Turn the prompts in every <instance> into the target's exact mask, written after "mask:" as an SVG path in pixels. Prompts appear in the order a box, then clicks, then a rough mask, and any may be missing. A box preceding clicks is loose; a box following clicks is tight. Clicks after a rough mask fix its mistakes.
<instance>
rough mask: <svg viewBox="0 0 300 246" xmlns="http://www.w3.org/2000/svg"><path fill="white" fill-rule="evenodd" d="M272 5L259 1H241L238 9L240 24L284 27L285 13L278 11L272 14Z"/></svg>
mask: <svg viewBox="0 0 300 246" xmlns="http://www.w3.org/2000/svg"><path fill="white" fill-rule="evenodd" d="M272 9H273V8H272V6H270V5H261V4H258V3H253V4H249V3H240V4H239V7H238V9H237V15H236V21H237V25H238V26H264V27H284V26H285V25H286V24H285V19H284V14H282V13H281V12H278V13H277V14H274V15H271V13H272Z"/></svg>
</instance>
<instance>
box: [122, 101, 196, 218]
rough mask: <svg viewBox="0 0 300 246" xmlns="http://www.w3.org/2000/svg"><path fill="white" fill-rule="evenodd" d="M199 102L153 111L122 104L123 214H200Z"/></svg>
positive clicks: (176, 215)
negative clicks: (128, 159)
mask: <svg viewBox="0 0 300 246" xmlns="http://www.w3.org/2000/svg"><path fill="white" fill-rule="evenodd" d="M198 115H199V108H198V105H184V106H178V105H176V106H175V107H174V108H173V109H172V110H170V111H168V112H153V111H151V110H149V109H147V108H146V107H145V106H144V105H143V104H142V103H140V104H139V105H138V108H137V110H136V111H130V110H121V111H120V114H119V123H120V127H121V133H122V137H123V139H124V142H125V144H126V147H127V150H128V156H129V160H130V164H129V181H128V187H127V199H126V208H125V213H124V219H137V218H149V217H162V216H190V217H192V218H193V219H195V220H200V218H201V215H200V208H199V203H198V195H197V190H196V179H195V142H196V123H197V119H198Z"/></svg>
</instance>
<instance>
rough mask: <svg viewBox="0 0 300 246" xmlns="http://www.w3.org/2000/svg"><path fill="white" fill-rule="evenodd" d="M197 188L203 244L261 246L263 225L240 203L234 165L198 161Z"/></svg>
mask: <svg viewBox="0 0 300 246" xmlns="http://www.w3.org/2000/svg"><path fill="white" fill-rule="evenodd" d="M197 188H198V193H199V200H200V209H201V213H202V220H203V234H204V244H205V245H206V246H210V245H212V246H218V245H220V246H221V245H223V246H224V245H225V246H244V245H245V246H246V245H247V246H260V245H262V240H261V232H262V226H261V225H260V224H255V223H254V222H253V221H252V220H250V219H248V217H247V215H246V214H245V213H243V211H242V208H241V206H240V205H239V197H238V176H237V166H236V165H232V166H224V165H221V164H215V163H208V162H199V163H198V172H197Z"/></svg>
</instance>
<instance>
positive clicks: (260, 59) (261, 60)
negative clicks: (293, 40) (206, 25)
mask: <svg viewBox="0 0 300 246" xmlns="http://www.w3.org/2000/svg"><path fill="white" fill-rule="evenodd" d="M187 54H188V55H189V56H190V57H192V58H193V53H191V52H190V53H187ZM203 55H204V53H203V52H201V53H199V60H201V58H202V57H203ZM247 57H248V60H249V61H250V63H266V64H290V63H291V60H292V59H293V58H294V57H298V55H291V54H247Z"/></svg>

++++++

- [What you have to do] Gather every line from the entries above where the word "positive" appears, and copy them.

- [Written response]
positive clicks: (176, 215)
positive clicks: (260, 59) (261, 60)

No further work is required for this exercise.